> [What you will do]: The entries are to be output word for word, with the pictures omitted.

Input data below:

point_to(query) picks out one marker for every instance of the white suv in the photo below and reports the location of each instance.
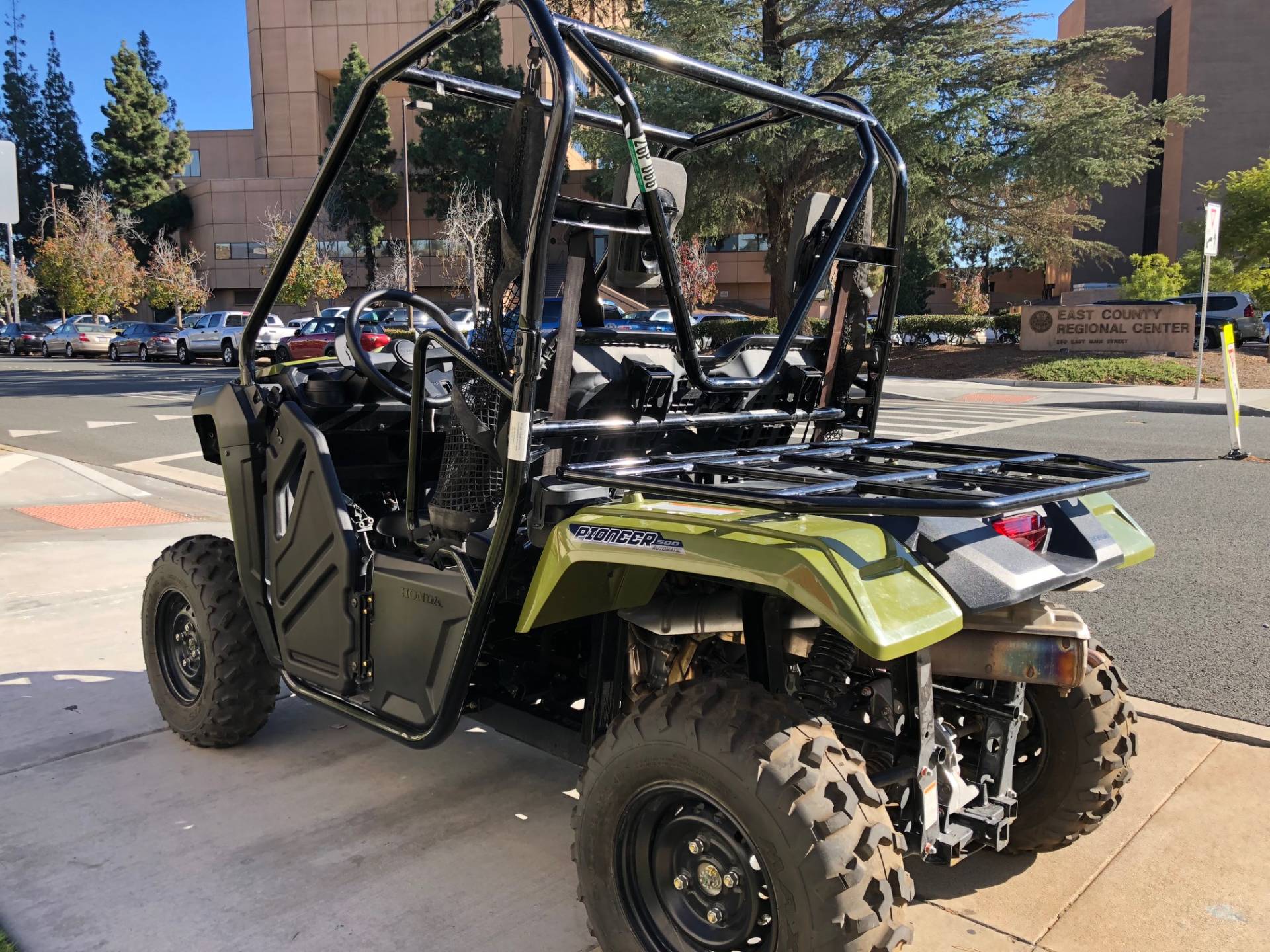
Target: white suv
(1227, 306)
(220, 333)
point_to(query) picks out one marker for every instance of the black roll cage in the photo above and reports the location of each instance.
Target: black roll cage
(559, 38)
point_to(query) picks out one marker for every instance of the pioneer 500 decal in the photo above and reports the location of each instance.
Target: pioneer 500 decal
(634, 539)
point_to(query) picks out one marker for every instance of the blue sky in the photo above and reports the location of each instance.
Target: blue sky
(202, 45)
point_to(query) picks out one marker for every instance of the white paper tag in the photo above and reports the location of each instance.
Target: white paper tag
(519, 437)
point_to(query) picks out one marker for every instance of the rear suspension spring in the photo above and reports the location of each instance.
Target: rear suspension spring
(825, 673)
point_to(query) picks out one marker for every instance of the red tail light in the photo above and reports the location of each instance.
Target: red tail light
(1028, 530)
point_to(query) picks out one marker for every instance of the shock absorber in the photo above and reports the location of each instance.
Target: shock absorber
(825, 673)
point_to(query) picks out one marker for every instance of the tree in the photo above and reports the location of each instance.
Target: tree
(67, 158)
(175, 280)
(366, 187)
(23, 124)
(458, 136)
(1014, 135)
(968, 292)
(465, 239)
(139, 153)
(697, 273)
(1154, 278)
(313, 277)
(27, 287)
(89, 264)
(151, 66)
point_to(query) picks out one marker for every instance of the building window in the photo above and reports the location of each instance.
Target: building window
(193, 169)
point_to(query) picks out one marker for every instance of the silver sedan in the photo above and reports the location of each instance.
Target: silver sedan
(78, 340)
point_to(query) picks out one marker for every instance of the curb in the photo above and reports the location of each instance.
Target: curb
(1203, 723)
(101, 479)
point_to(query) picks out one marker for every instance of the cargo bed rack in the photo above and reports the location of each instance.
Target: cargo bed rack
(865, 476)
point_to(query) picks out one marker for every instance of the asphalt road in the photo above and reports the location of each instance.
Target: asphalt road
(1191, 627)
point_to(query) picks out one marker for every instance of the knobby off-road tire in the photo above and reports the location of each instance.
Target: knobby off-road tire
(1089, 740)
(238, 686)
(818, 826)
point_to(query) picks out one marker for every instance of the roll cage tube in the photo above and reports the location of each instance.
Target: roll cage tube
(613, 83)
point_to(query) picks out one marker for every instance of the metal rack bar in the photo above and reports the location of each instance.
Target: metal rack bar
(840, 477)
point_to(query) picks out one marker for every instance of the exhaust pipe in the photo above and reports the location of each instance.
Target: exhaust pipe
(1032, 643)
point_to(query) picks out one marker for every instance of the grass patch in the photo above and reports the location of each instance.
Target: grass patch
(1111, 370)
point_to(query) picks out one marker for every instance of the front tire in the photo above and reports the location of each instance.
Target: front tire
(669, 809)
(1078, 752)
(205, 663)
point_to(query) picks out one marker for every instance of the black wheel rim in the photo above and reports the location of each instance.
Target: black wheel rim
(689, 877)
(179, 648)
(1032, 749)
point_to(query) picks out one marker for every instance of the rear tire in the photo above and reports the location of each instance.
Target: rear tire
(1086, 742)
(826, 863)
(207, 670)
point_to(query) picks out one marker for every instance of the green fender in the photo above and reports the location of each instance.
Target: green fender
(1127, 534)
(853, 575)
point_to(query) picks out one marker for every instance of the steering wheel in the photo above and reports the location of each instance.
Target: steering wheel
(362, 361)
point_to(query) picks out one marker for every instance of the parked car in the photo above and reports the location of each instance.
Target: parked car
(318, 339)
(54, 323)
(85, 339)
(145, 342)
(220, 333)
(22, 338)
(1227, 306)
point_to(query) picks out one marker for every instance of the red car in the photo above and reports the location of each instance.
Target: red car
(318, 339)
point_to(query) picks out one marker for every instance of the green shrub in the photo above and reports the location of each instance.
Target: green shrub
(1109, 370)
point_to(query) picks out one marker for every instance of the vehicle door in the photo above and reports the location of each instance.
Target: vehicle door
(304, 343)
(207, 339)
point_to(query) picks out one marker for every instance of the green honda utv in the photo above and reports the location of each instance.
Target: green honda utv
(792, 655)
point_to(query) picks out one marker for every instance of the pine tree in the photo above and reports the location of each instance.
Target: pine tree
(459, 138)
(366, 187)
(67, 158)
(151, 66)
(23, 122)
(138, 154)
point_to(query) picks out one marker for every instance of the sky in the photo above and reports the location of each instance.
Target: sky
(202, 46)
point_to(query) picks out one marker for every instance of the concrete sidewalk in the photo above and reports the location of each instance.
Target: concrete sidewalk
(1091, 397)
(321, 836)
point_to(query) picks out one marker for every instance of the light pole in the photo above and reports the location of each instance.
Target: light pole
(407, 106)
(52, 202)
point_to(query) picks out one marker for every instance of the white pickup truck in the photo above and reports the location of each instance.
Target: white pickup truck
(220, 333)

End of Input data.

> [Task output]:
point_to(query) picks out one marker for every instance of the white suv in the photo below and reports the location of each instance.
Target: white suv
(1227, 306)
(220, 333)
point_to(query) picks out one marker for every instance of the black roll cage in the photo above and reports the location of each instance.
Target: black roll cage
(559, 38)
point_to(query) picks out one marker for every instance of the pioneer 500 decal in the photo above and reports the location of each instance.
Target: pioneer 500 decal
(634, 539)
point_to(query) picks out one marker for every instance of the blue sky in the photo above and reports the location of each instance.
Target: blue sky
(202, 45)
point_to(query) picks out one marker for every instance of the white paper tag in the photo above and reports the location of each instance.
Target: white paper tag
(519, 437)
point_to(query) picks out one marker for every instance of the rear suspension spring in the photo above and reports the location of each instance.
Target: rear suspension spring
(825, 673)
point_to(query) picks out one marker for every instance of the red tail light in the photo above and reports the location of each instance.
Target: red tail light
(1028, 530)
point_to(query) picks out one marker for every instance of the shock absorber in the photo above and reports the location of each instance.
Target: shock absorber
(825, 673)
point_to(query) picks out one marker for every instance of the tree in the photo above and reports the location of each instance.
Target: tree
(67, 158)
(175, 280)
(366, 187)
(23, 124)
(458, 136)
(1014, 135)
(968, 292)
(465, 239)
(139, 153)
(697, 273)
(1154, 278)
(313, 277)
(27, 287)
(89, 264)
(151, 66)
point_to(query) picks out one marker for every instance of the building window in the photo above and reports the location of each instance.
Target: building window
(193, 169)
point_to(query) picks out one marker for every instance of the silver sedan in the photo above and reports the location of each instance.
Target: silver sedan
(78, 340)
point_to(query) picks out one marker for every instance of the curb in the photo above and reports the location of each instance.
Target: curb
(1203, 723)
(101, 479)
point_to(query) picks out one marker for every instance of the cargo bed rack in the photo above and reports the location of each instance.
Target: cargo bed rack
(865, 476)
point_to(query) picks out one marker for every instance of the asphalt road in the photo above and reports the location of each instance.
Target: asphalt road
(1191, 627)
point_to(query) picks out one marker for every instance of the knobby off-road tire in the photo above and reports the location of each instance.
Target: knobby off-road tire
(1089, 740)
(238, 686)
(818, 826)
point_to(query) picks out one marker for every instance of the roll cage tube in the photo above and reports the location of each instance.
Target: roll cage tube
(613, 83)
point_to(query) picks out one marker for every instance of the metal rack bar in the photo above and reports the location of each instance.
Target: metal rack bar
(840, 477)
point_to(query) picks out one marker for every instance of the exhaust pipe in the photo above and reports the location of each instance.
Target: exhaust pipe
(1032, 643)
point_to(query) picks out one marker for every instance of the grass patch in the photo above and reports the location of each instance.
Target: grass patch
(1111, 370)
point_to(query) picks out one marker for every instance of the front tire in the photo above and reports the location of each instance.
Target: front tire
(669, 809)
(1078, 752)
(205, 663)
point_to(query) picks out one marker for every instance of the black wheel rim in the photo above and reports the location of each instance.
Target: black wheel rim
(689, 877)
(179, 648)
(1032, 749)
point_to(query) picks out one marker for every instance of the rear tire in the photo above and reports the location of each instance.
Target: rear tire
(1086, 742)
(826, 863)
(207, 670)
point_to(query) picks out one marker for every instance of the green fender in the photo above and reports the location of each instance.
Target: green fender
(1127, 534)
(853, 575)
point_to(query) picks out one marker for every instance of the steering wheel in the photo above and reports the location of each instance.
Target: steering wheel
(362, 361)
point_to(query) picks out one marker for every instance of the parked car in the photo above and reports the location of each instance.
Target: parked car
(318, 339)
(54, 323)
(85, 339)
(145, 342)
(220, 333)
(22, 338)
(1227, 306)
point_to(query) picks out one marker for every instance of the red car in the photo above and reports the location of each instance.
Target: red car
(318, 339)
point_to(query) picks out one marker for every instance of the green shrub in the photo above and reports the location of each instance.
Target: green shrub
(1109, 370)
point_to(query) picks out one marker for every instance of the vehicle door in the photo above and reports the location of each instance.
Target: vehicle door
(304, 343)
(207, 339)
point_to(query) picks out one marker for every instance of the green honda utv in the photo above and reports the location of each instance.
Target: green honda utv
(792, 655)
point_to(query) picks out one marker for every instance of the pine tree in the photo above and reports the location of each instance.
Target: pine tree
(459, 138)
(366, 187)
(67, 158)
(151, 66)
(23, 122)
(138, 154)
point_to(query) picks out one marker for every instance of the sky in the photo above and reports the location of each instance.
Target: sky
(202, 46)
point_to(query) picks out one marker for every instance of the concrete sidewalk in the photo above and reports the location of each instance.
Target: concrete sidewalk
(1091, 397)
(321, 836)
point_to(query) picks out one marker for every instance of the light pole in the photo above and reports the location of each instance.
Target: light pole
(407, 106)
(52, 202)
point_to(query) picks out one marker for every instance of the white pickup truck in the photo above and reports the location of each instance.
Target: white pickup truck
(220, 333)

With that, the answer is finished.